◆ **Soal 1**: Tulis ulang paragraf yang diawali "Kekhawatiran itu wajar" dari teks tentang kebenaran sejarah dalam bentuk daftar singkat yang memuat fakta-fakta utamanya.
◆ **Soal 2**: Teruskan teks tentang kebenaran sejarah mulai dari kalimat terakhir yang ditampilkan.

◆ **Teks**:
--- --- ---
Halaman

Sunday, February 26, 2012

Kebenaran Sejarah

Oleh Cecep Lukmanul Hakim

Apakah ada kebenaran dalam sejarah ? apakah yang diuraikan dalam buku ini adalah benar-benar peristiwa yang terjadi ?, pertanyaan mendasar seperti ini seringkali timbul ketika kita membaca sebuah uraian sejarah tentang sebuah peristiwa. Namun kita seringkali mengabaikan arti dari ‘kebenaran’ dalam sebuah sejarah atau cenderung menganggap ‘kebenaran sejarah’ itu adalah apa yang diuraikan dalam uraian sejarah yang kita baca. Ketika anggapan kita sebagai pembaca seperti itu, maka keadaan tersebut akan menimbulkan suatu pandangan subjektif terhadap suatu peristiwa dan lebih parah lagi akan menimbulkan fanatisme terhadap suatu ‘kebenaran’ dari satu atau sekelompok sejarawan. Hal seperti ini menyebabkan pandangan keliru khalayak terhadap peristiwa tanpa melihat sudut pandang lain sebagai pembanding. Selain itu, paradigma seperti ini memberikan ruang untuk ‘memalsukan’ sejarah dengan mempergunakan sejarah sebagai alat propaganda dalam peneybaran ideologi maupun dalam usaha menjatuhkan lawan politik.
Kekhawatiran itu wajar, karena itu adalah kenyataan dan sudah terbukti dalam historiografi (penulisan sejarah) Indonesia. Jika pembaca lebih teliti dan lebih faham dalam membaca sebuah tulisan sejarah maka akan terlihat jalur kemana kita sebagai pembaca akan dibawa oleh penulis. Jika kita terbang ke masa orde lama, ketika character and national building sedang di gembor-gemborkan oleh Soekarno dengan massif, kita bisa melihat karakteristik dalam historiografi Indonesia pada waktu itu yang menekankan nasionalisme. Mulai dari Boedi Oetomo yang dijadikan tonggak lahirnya kebangkitan nasional yang masih dipertanyakan, sampai pada penganugrahan ‘gelar’ pemberontak terhadap Aru Palaka karena telah melawan dari raja Hasanudin dari kerajaan Gowa Tallo yang padahal dianggap sebagai pahlawan oleh masyarakat Bugis.
--- --- ---
Cuplikan data kotak pembatas
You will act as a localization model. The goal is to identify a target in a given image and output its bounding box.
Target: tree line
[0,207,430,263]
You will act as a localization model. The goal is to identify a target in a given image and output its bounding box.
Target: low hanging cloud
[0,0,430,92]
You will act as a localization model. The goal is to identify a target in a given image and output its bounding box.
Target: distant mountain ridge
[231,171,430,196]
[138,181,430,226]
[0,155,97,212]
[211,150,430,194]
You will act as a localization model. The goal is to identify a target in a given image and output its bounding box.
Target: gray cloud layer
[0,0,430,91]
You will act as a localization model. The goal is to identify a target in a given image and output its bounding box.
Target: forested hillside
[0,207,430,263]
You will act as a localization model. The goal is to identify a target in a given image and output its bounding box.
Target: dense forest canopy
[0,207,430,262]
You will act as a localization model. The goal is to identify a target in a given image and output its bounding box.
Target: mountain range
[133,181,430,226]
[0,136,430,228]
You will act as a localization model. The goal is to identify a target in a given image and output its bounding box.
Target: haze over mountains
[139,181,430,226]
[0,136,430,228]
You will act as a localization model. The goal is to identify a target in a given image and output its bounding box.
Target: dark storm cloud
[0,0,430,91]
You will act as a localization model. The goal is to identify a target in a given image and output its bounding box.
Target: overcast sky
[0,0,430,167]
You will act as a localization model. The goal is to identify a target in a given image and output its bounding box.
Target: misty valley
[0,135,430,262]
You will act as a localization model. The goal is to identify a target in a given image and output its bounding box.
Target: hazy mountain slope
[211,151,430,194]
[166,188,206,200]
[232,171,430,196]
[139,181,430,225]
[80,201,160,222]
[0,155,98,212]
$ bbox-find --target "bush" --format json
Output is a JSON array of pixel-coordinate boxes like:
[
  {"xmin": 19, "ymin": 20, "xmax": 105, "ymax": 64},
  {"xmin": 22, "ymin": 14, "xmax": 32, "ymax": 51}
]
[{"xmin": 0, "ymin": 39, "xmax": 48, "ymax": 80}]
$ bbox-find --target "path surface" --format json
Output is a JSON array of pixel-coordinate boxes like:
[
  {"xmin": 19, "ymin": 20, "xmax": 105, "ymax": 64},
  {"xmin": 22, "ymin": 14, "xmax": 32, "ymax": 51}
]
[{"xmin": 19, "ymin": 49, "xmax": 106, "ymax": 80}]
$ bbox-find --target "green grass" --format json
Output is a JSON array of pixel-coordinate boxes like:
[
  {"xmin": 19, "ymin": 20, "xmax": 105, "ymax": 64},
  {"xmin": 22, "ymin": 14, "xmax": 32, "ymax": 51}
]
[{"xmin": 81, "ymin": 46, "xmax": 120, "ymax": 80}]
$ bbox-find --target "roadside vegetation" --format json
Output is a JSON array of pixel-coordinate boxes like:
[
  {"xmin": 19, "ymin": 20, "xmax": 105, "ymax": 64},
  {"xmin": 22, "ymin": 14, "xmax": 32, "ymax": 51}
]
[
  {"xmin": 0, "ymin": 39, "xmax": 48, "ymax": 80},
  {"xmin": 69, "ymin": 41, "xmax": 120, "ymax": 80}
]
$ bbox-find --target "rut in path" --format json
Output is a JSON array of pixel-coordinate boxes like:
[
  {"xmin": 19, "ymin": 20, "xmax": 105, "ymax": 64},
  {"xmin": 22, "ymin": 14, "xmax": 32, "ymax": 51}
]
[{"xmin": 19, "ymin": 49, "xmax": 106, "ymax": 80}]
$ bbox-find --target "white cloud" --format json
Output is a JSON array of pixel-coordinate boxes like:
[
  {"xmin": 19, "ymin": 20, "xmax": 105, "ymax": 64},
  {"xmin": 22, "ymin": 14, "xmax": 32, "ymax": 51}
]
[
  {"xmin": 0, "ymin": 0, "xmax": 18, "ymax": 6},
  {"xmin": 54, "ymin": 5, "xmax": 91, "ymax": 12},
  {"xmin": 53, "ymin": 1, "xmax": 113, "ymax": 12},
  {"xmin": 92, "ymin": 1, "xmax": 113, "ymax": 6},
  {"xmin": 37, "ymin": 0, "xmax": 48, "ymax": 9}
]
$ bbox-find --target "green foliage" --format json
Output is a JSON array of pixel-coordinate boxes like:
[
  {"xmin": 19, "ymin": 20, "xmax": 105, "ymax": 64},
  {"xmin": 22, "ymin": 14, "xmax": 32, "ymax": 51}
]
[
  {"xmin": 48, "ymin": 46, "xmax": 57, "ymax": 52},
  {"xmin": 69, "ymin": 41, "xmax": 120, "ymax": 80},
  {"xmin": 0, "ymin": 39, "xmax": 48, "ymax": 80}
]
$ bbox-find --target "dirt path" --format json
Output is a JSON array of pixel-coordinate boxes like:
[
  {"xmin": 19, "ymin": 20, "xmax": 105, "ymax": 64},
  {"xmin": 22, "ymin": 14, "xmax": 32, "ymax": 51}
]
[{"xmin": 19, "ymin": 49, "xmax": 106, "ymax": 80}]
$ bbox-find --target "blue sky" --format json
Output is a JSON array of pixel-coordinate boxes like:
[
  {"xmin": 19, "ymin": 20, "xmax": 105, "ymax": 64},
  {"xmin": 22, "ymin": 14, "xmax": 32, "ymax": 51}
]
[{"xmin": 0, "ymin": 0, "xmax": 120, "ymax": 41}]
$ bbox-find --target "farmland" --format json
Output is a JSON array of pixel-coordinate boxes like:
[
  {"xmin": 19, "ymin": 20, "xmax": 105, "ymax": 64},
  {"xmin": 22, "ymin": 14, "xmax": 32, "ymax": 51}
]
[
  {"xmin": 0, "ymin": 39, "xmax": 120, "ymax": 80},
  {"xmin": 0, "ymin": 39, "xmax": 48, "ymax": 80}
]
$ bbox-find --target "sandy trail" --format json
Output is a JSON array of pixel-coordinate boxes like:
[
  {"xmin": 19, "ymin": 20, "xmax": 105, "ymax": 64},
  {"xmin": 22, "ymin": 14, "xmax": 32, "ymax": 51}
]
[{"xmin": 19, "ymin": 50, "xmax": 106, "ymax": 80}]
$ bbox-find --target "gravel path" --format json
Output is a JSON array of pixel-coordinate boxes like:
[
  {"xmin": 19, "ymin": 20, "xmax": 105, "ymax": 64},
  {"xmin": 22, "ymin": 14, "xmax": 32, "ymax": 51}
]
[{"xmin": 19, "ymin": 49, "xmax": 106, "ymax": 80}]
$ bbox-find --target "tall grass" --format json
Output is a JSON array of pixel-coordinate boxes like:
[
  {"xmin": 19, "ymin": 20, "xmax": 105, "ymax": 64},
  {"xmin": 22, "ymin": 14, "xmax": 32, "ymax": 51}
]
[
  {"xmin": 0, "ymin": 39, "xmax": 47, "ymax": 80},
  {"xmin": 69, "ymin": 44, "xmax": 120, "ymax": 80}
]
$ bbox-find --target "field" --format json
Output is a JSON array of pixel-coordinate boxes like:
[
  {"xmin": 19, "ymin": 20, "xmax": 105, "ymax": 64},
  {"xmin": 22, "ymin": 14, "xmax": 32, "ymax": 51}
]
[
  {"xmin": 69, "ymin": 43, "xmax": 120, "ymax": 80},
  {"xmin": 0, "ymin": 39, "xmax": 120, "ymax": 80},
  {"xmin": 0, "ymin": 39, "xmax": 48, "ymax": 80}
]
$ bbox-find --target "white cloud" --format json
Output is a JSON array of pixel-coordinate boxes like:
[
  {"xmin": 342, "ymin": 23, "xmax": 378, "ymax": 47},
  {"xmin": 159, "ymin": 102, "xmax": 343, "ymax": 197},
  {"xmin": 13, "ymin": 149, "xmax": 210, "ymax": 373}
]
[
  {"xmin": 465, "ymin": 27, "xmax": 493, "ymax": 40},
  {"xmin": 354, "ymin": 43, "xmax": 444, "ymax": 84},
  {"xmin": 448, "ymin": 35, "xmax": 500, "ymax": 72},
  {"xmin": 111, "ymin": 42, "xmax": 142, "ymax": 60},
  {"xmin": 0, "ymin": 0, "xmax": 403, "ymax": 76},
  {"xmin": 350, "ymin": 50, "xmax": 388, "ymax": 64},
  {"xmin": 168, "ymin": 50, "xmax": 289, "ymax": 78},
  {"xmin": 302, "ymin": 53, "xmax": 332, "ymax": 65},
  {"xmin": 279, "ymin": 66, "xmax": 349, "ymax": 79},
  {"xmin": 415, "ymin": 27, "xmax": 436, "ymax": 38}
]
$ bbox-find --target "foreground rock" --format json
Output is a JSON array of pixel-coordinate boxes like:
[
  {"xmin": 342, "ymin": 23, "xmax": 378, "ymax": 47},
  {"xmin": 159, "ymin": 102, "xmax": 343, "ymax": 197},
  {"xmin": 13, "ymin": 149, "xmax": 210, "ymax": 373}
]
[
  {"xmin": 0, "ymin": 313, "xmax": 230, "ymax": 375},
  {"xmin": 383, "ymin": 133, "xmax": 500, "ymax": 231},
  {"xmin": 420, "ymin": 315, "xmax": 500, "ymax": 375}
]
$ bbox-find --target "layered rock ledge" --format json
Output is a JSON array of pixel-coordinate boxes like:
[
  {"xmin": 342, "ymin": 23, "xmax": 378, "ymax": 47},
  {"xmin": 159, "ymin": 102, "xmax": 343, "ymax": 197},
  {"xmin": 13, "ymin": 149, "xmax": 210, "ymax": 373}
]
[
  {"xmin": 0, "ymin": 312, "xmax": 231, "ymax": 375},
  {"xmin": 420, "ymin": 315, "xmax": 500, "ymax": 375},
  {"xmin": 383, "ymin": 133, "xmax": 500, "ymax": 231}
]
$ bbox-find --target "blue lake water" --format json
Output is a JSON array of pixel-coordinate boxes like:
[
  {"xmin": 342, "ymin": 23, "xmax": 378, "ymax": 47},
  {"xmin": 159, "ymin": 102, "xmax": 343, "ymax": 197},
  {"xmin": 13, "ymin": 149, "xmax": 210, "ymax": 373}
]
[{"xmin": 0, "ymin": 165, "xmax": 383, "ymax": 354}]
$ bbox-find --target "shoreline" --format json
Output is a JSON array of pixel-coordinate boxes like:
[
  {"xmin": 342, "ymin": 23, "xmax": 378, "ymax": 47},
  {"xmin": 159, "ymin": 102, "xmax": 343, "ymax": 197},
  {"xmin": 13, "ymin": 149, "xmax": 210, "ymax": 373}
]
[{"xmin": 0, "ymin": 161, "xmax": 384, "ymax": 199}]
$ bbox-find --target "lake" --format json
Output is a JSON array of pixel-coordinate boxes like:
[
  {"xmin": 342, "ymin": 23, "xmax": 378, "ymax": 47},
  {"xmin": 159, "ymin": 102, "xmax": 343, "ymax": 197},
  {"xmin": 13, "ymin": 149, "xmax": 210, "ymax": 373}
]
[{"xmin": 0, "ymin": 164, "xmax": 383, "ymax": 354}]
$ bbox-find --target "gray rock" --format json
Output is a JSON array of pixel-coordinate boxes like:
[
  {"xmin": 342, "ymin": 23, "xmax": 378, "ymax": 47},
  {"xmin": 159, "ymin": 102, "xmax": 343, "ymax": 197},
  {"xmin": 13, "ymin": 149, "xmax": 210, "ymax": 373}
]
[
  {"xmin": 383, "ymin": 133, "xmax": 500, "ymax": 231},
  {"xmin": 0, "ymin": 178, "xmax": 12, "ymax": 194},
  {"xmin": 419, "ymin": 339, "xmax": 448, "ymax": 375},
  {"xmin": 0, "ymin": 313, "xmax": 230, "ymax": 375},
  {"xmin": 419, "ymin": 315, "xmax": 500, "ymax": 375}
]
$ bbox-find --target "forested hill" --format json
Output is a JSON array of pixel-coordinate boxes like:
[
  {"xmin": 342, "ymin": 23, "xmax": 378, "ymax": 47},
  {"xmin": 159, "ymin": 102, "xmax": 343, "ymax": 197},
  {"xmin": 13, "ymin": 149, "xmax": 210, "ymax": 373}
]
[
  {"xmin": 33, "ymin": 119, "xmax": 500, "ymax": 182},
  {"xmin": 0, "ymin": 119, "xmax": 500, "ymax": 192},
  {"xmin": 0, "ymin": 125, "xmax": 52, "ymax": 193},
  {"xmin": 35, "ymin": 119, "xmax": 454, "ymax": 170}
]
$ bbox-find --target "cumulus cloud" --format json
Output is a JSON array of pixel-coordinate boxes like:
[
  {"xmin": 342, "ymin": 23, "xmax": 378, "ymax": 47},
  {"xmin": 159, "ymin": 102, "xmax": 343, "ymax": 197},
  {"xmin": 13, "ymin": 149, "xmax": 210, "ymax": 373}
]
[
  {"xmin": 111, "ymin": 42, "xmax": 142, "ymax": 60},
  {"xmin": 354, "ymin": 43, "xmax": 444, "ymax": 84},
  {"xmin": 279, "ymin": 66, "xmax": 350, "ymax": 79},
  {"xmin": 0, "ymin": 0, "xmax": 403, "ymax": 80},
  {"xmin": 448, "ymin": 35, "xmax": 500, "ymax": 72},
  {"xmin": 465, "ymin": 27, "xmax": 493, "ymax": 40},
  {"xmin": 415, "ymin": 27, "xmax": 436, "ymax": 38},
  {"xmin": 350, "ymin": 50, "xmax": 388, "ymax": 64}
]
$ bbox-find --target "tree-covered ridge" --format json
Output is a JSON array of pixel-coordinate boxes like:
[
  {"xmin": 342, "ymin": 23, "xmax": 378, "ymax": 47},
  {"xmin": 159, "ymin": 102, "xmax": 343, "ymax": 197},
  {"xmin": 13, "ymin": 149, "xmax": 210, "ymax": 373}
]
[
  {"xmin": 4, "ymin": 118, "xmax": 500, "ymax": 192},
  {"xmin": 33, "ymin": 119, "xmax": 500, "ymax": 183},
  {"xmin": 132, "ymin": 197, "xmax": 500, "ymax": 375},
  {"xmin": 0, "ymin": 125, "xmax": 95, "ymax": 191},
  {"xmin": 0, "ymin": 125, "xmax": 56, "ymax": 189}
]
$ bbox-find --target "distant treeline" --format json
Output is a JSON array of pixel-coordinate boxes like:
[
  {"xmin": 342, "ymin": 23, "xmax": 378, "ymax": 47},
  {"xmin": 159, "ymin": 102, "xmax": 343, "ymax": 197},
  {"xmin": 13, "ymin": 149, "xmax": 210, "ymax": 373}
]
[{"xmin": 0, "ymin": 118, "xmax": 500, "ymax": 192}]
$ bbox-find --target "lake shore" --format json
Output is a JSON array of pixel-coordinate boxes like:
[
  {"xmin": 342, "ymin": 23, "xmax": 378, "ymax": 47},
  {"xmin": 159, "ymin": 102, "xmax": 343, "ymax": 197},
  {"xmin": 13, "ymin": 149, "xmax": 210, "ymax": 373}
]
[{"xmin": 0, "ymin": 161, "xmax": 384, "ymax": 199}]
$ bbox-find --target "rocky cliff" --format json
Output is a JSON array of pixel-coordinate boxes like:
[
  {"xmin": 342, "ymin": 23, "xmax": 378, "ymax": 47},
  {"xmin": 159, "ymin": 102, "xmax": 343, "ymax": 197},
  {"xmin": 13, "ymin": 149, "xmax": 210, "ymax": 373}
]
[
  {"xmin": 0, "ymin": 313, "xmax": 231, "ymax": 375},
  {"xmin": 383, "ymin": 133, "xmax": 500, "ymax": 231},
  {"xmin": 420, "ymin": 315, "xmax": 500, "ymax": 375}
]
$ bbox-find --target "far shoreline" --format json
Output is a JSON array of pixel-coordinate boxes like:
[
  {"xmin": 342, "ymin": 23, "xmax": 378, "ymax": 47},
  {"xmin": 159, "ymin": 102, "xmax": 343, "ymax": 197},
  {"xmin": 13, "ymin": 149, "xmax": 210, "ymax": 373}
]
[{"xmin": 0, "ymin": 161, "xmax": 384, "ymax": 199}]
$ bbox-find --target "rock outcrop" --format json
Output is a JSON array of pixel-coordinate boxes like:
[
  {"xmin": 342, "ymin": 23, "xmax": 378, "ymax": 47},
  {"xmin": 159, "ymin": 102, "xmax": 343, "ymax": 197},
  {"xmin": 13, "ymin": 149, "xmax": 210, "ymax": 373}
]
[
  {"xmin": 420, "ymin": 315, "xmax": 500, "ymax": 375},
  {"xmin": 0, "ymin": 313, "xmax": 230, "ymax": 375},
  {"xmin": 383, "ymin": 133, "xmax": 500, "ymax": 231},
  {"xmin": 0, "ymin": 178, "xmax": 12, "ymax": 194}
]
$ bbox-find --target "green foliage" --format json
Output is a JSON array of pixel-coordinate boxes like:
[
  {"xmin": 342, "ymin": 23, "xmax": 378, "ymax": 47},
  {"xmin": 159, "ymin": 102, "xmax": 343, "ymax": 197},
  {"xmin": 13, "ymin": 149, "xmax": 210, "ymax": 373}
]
--- --- ---
◆ **Jawaban Tertulis 1**:
- Kekhawatiran itu wajar karena sudah terbukti dalam historiografi (penulisan sejarah) Indonesia.
- Pembaca yang lebih teliti dan paham dapat melihat ke mana penulis sejarah hendak membawa pembacanya.
- Pada masa Orde Lama, Soekarno menggaungkan *character and national building* secara masif, sehingga historiografi Indonesia saat itu menekankan nasionalisme.
- Contohnya, Boedi Oetomo dijadikan tonggak kebangkitan nasional, meskipun hal itu masih dipertanyakan.
- Contoh lainnya, Aru Palaka diberi "gelar" pemberontak karena melawan Raja Hasanudin dari Kerajaan Gowa Tallo, padahal masyarakat Bugis menganggapnya pahlawan.

◆ **Jawaban Tertulis 2**:
Melompat pada masa rezim Soeharto, ketika sejarah diseragamkan. Pada masa Orde Baru penulisan sejarah harus mendapatkan ‘restu’ dari Soeharto supaya tidak menimbulkan instabilitas politik dan ekonomi. Para sejarawan yang memiliki pandangan yang berbeda ‘diamankan’ dan hasil dari karyanya ‘dirapikan’. Selain itu tekanan-tekanan terus diberikan terhadap lawan politiknya melalui penulisan sejarah yang ‘menyimpang’. Contoh yang lumrah adalah politik Orde Baru yang mendeskriditkan eks anggota PKI, bukan hanya eks anggota PKI namun sampai keturunannya diberi label ‘anak komunis’ sehingga seolah-olah menjadi dosa turunan.
Tetapi keadaan sekarang cenderung berbeda dengan masa lalu, kita setelah reformasi dibebaskan dalam berkarya dan mengeluarkan pendapat. Kita mengharapkan tuah reformasi untuk medapatkan sejarah yang kritis, yang objektif tanpa ada sebuah fakta yang ditutup-tutupi atau bahkan dihilangkan. Sekarang sudah terbukti, para sejarawan yang dahulu bungkam atau dipaksa bungkam berlomba-lomba menyajikan suatu kebenaran tentang masa lalu, seperti jamur yang tumbuh di musim hujan. Terlepas dari keragaman sejarah tersebut, semuanya adalah khazanah yang pantas untuk dibaca dalam berusaha menemukan kembali kebenaran sebuah peristiwa.

               Baca juga : Setiap Manusia adalah Sejarawan
   
Sebenarnya sebelum melangkah lebih jauh kita harus membedakan antara benar dalam arti yang sesungguhnya (mutlak) dengan benar dalam pandangan sejarah atau kebenaran sejarah. Benar dalam arti mutlak berarti suatu pendapat yang telah disepakati oleh seluruh orang dalam masyarakat dan kebenaran dogma sebuah agama. Sedangkan kebenaran di dalam sejarah adalah menyangkut objektifitas seorang sejarawan yang menuliskan kembali peristiwa sejarah. Menurut Frederick bilamana objektif diartikan hanya dengan maksud yang sama seperti ‘benar’ dalam arti yang mutak, maka kita terpaksa menyimpulkan bahwa objektivitas itu tidak pernah dapat dicapai (Frederick 1988: 10).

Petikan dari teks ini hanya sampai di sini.